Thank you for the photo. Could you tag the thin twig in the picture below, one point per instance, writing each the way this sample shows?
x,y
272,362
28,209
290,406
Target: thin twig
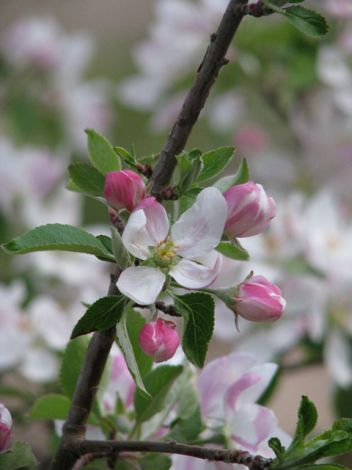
x,y
101,342
207,73
206,453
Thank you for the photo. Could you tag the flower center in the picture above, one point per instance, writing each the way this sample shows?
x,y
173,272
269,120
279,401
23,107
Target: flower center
x,y
165,252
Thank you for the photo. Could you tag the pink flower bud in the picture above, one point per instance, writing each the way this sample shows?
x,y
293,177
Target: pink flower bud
x,y
259,300
5,428
159,339
124,189
250,210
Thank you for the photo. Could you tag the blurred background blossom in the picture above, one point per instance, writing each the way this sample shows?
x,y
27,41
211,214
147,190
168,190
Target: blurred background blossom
x,y
284,101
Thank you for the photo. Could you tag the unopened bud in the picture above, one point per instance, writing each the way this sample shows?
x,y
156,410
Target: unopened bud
x,y
259,300
124,189
250,210
159,339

——————

#### [WORK ORDER]
In the copy, include every line of the entries above exactly and none of the pictures.

#### [ANSWER FOR THIS EXERCISE]
Thank you for the photo. Could you tag the thin twig in the picture below, one point per instance, writing each the way this sample shows?
x,y
272,362
28,209
290,406
Target: thin twig
x,y
101,342
207,73
206,453
Thank you for the photo. Could you tag the flower center in the picture above, one point per instance, writing each the way this sample shows?
x,y
173,272
269,120
279,401
23,107
Target: flower center
x,y
165,252
Thank you for the photo. Could you tag the pink flower bud in the picture above, one point per instance, writing each the way this sample shows?
x,y
293,177
Target: pink flower bud
x,y
259,300
5,428
159,339
124,189
250,210
Thank you for the photo. Could you tag the blurred background blossom in the picture above, one point per instance, writing each the way this sample shows?
x,y
27,41
211,214
147,190
168,190
Target: blurred background blossom
x,y
284,101
Thank you for the photo. Could you tag the unopened bud in the picture above, one point per instance, writing each the way this sample shows?
x,y
156,410
Target: unopened bud
x,y
259,300
124,189
250,210
159,339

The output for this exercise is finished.